=== SELECTED EXTRACT ===
BEGIN
The theory that some fields might run out of nitrogen because of extra loss during early rains is now more than a theory. It's fact. A field that Indiana Prairie Farmer watches closely, the Crop Watch '13 field, is showing signs of nitrogen deficiency in a good part of the field. Ten days ago it was the bottom three or four leaves that were showing traditional symptoms. Now it is leaves all the way up to the ear leaf – or above in a few cases.
Classic symptoms include yellowing down the mid-rib that eventually covers the entire leaf. It takes away from the leaf's ability to produce more sugars for the plant through photosynthesis.
Plants that run short on N cope by aborting some young kernels to save more mature kernels. Tip kernels are fertilized last. Two weeks ago in the Crop Watch '13 field it appeared those kernels were fertilized and 40 kernels per row would be common. The kernels fertilized, but nearly every ear checked aborted them. Now the kernel count averages more like 32 kernels per row, with an inch and a half of bare cob at the end. That's a lot of lost yield potential when 20% of your kernels are sacrificed to help fill the rest of the ear.
You want to know if your field is short on N so you can reassess your nitrogen system for next year, experts say. The stress may also cause it to fall prey to stalk rots earlier in the fall. You may have to adjust your harvest schedule or harvest at higher moisture content if stalk rot becomes an issue in stressed fields, no matter what the cause.
END
=== PROBLEM TO WORK ON ===
Copy the passage from the article on nitrogen deficiency in corn word for word, beginning at the words "The theory that" and stopping after "plant through photosynthesis.".

=== Object grounding data in natural language ===
BEGIN
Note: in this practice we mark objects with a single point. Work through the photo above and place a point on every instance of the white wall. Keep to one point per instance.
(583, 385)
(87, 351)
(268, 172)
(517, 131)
END
=== RESULT OF THE TASK ===
The theory that some fields might run out of nitrogen because of extra loss during early rains is now more than a theory. It's fact. A field that Indiana Prairie Farmer watches closely, the Crop Watch '13 field, is showing signs of nitrogen deficiency in a good part of the field. Ten days ago it was the bottom three or four leaves that were showing traditional symptoms. Now it is leaves all the way up to the ear leaf – or above in a few cases.
Classic symptoms include yellowing down the mid-rib that eventually covers the entire leaf. It takes away from the leaf's ability to produce more sugars for the plant through photosynthesis.